>> Begin Given records
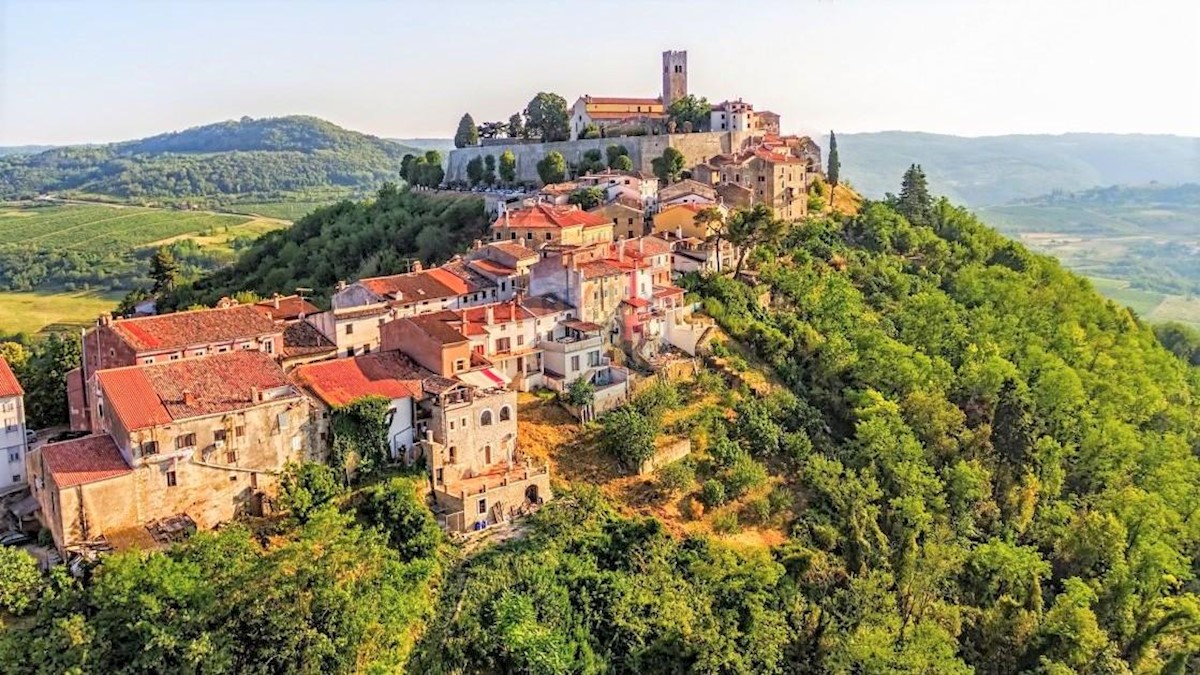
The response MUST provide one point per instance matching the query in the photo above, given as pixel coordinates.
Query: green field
(282, 210)
(102, 228)
(35, 312)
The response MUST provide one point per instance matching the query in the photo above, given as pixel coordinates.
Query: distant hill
(999, 169)
(23, 149)
(439, 144)
(223, 162)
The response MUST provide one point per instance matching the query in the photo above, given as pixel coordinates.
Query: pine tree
(467, 133)
(834, 161)
(163, 270)
(915, 202)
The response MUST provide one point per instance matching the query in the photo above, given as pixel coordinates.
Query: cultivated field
(105, 228)
(35, 312)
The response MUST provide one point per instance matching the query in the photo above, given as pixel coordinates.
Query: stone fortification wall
(642, 149)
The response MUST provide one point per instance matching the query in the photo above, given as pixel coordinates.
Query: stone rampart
(642, 149)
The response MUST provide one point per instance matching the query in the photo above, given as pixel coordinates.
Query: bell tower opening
(675, 76)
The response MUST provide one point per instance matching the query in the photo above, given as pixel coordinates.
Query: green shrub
(677, 477)
(743, 476)
(725, 523)
(712, 494)
(760, 509)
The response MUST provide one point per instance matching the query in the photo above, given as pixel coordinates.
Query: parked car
(15, 539)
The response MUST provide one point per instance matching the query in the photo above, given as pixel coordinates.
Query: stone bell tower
(675, 76)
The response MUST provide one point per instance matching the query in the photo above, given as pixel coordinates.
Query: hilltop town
(184, 420)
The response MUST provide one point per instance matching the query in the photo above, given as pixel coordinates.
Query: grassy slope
(35, 312)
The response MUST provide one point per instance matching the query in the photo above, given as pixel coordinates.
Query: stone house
(12, 430)
(203, 438)
(389, 375)
(627, 220)
(361, 308)
(679, 221)
(612, 112)
(687, 191)
(539, 225)
(119, 342)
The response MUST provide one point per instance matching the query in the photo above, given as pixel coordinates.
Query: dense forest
(346, 242)
(983, 467)
(246, 159)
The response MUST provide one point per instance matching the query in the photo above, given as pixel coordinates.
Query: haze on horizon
(75, 72)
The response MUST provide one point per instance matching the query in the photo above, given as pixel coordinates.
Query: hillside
(1000, 168)
(269, 159)
(345, 242)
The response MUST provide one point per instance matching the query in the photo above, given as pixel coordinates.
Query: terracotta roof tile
(197, 327)
(550, 216)
(343, 381)
(411, 287)
(9, 384)
(149, 395)
(287, 308)
(84, 460)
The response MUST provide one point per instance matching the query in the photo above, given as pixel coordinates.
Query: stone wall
(696, 148)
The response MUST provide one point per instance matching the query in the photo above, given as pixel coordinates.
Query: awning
(484, 378)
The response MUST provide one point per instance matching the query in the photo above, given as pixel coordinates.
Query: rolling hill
(270, 159)
(999, 169)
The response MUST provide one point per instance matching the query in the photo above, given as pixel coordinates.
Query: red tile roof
(150, 395)
(411, 287)
(198, 327)
(593, 269)
(287, 308)
(343, 381)
(550, 216)
(621, 101)
(9, 384)
(83, 460)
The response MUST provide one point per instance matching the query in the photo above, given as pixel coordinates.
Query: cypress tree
(467, 133)
(834, 161)
(915, 202)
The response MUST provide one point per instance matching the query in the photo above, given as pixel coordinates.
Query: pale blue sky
(81, 71)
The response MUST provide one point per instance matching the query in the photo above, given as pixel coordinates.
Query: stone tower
(675, 76)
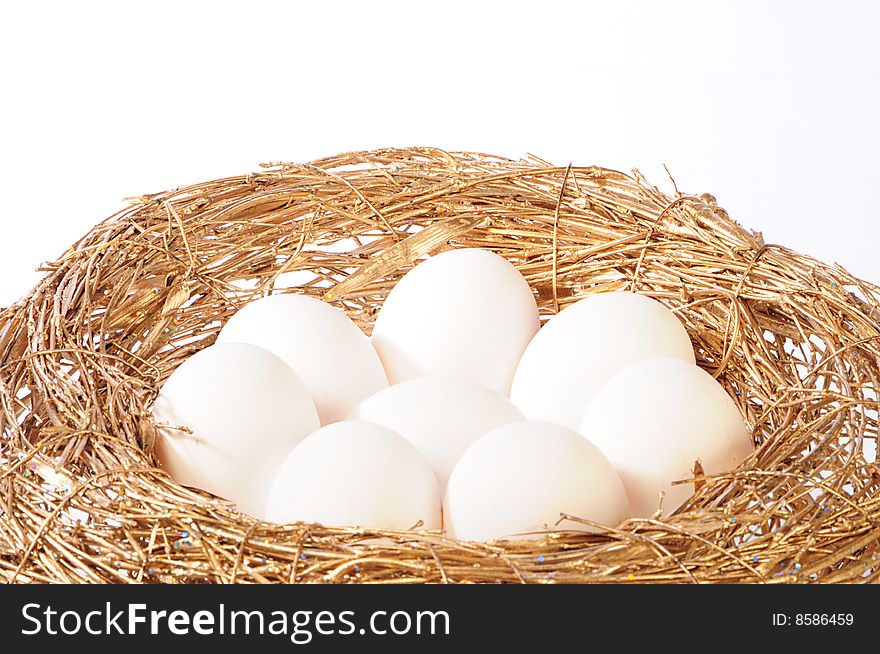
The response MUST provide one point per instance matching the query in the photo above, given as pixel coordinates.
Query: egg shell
(578, 349)
(331, 355)
(520, 477)
(466, 314)
(246, 410)
(654, 419)
(358, 474)
(440, 417)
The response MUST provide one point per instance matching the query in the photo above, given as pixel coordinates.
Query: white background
(771, 106)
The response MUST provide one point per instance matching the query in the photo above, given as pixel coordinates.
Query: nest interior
(793, 340)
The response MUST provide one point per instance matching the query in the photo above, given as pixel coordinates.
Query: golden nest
(794, 341)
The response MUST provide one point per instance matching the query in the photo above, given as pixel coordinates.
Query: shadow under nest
(794, 341)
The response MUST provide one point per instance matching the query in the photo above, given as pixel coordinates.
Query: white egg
(520, 477)
(332, 356)
(245, 408)
(441, 417)
(466, 314)
(654, 419)
(581, 347)
(359, 474)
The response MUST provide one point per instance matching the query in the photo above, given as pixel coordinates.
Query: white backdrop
(770, 106)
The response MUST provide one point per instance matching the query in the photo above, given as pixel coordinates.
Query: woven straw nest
(793, 340)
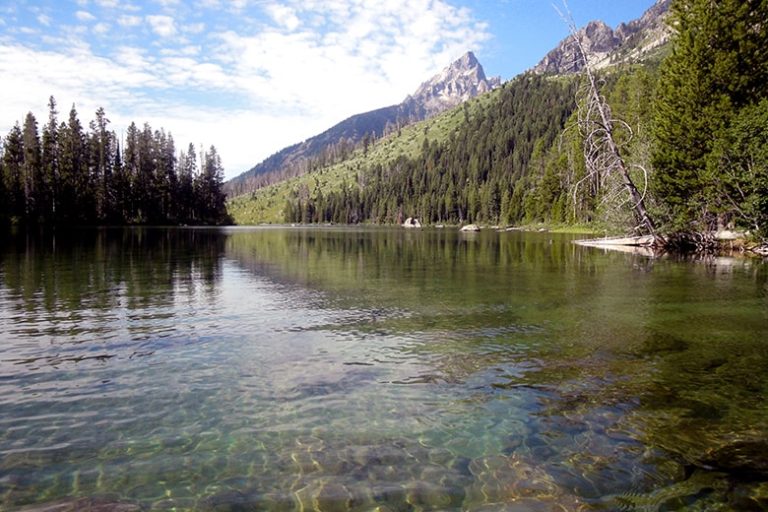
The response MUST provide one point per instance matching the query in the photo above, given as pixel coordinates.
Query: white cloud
(306, 66)
(126, 20)
(84, 16)
(101, 28)
(284, 16)
(164, 26)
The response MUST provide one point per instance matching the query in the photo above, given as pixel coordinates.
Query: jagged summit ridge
(606, 46)
(461, 80)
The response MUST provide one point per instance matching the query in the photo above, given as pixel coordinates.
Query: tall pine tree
(718, 65)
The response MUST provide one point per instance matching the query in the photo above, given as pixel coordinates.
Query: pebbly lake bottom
(376, 369)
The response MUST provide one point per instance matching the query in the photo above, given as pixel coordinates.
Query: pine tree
(13, 162)
(101, 153)
(32, 169)
(718, 65)
(73, 184)
(50, 158)
(210, 196)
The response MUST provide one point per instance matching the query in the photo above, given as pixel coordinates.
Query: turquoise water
(377, 369)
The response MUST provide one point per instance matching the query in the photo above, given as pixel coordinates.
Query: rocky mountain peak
(605, 46)
(461, 80)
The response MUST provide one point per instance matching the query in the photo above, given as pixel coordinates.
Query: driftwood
(634, 241)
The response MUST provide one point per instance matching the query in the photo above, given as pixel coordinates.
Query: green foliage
(740, 160)
(718, 65)
(74, 176)
(468, 176)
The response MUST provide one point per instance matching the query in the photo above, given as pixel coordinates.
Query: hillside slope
(462, 80)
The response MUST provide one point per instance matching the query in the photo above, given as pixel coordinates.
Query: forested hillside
(692, 131)
(70, 175)
(473, 176)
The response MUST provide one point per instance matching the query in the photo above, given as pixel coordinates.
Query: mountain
(462, 80)
(629, 42)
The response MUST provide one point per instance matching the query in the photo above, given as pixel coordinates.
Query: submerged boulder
(84, 505)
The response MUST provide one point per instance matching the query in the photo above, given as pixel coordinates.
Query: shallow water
(362, 369)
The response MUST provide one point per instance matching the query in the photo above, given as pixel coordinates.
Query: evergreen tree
(718, 65)
(32, 170)
(101, 153)
(74, 183)
(50, 158)
(13, 162)
(186, 190)
(210, 197)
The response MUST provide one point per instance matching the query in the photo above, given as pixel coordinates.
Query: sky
(254, 76)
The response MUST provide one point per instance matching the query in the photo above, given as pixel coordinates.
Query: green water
(381, 369)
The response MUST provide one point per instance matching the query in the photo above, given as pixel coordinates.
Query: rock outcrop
(604, 46)
(462, 80)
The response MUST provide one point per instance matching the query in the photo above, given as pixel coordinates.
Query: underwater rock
(741, 456)
(85, 505)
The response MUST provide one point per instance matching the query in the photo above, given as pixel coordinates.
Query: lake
(341, 369)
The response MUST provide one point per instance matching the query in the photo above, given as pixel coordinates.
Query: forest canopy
(70, 175)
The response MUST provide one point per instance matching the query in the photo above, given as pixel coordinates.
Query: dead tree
(602, 154)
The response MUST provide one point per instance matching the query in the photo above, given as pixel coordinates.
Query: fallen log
(634, 241)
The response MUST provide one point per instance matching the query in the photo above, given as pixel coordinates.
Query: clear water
(352, 369)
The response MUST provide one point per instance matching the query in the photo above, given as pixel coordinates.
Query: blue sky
(253, 76)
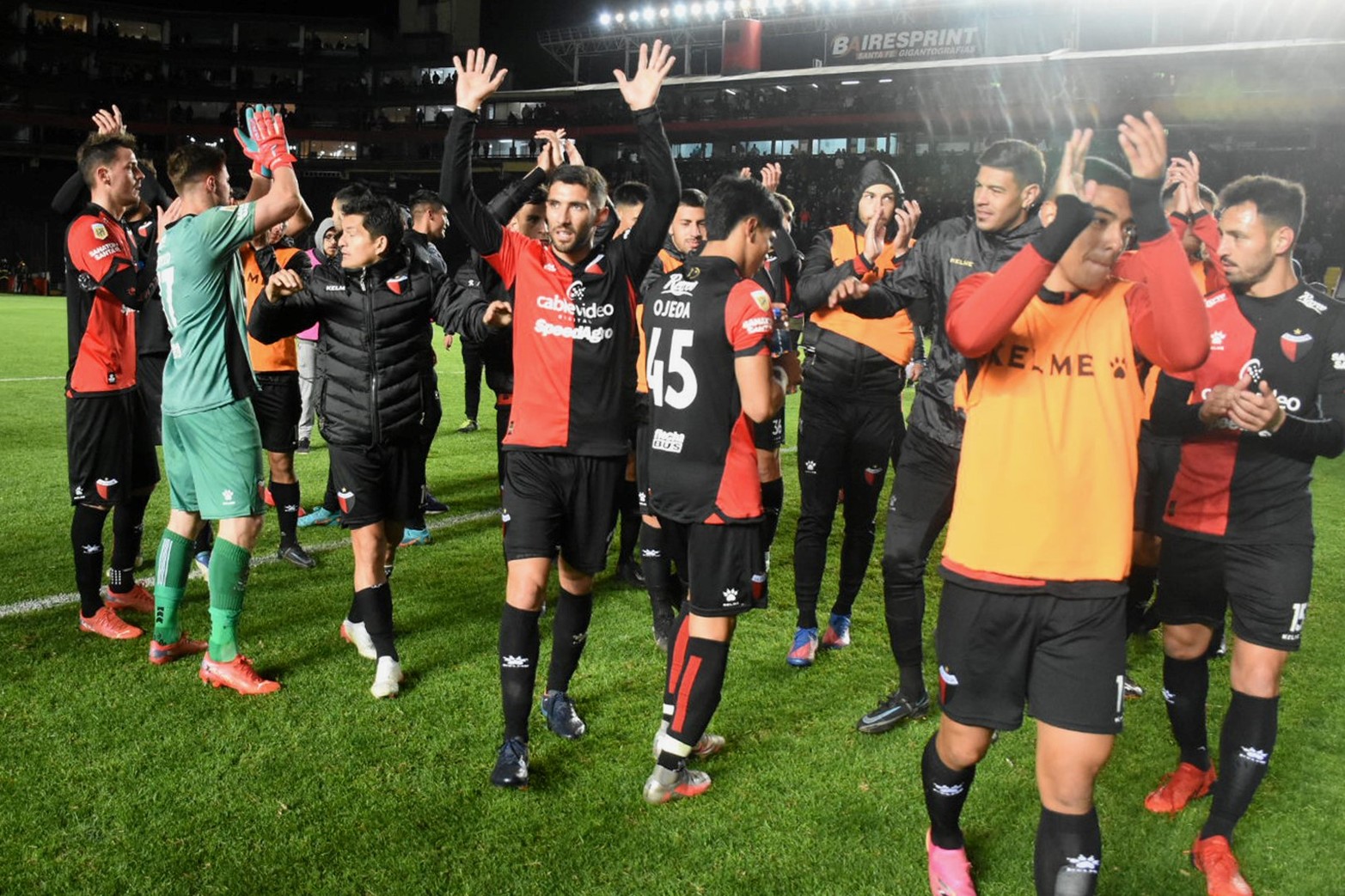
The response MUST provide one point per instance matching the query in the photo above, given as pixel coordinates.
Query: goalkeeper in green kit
(211, 443)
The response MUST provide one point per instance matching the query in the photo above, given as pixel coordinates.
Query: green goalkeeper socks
(228, 586)
(171, 570)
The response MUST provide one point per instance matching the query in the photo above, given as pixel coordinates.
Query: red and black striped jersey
(573, 347)
(573, 325)
(702, 459)
(1244, 486)
(102, 294)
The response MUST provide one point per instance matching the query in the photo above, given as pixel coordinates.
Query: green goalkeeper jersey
(200, 285)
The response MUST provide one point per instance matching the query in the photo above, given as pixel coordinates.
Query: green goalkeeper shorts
(213, 459)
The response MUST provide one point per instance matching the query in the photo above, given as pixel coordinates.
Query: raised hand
(642, 90)
(498, 315)
(478, 80)
(109, 123)
(907, 218)
(572, 151)
(771, 176)
(847, 290)
(1145, 144)
(266, 142)
(283, 283)
(1188, 175)
(875, 235)
(550, 156)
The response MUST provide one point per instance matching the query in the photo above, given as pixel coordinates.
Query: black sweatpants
(919, 509)
(473, 368)
(844, 446)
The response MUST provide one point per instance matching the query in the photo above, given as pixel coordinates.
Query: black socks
(1244, 748)
(519, 648)
(569, 634)
(287, 510)
(945, 793)
(1068, 853)
(86, 541)
(1185, 692)
(376, 610)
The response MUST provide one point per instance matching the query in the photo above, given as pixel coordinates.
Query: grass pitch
(117, 777)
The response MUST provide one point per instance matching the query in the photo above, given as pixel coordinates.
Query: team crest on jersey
(1295, 344)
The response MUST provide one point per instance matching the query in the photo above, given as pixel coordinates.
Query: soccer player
(478, 285)
(1239, 520)
(850, 411)
(109, 439)
(628, 199)
(686, 235)
(1189, 206)
(324, 252)
(428, 223)
(711, 380)
(1007, 186)
(1038, 539)
(573, 387)
(278, 401)
(374, 315)
(142, 220)
(211, 442)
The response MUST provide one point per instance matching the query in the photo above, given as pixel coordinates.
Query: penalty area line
(37, 604)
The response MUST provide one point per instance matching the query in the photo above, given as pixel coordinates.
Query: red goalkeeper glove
(266, 140)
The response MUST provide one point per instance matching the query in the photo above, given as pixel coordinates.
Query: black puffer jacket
(374, 356)
(475, 287)
(947, 254)
(838, 366)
>> End Given records
◆ **Task requirements**:
Pull out each line of the rows above that contains the word "lake". Case counts.

◆ **Exercise answer**:
Query: pebbly lake bottom
Query: lake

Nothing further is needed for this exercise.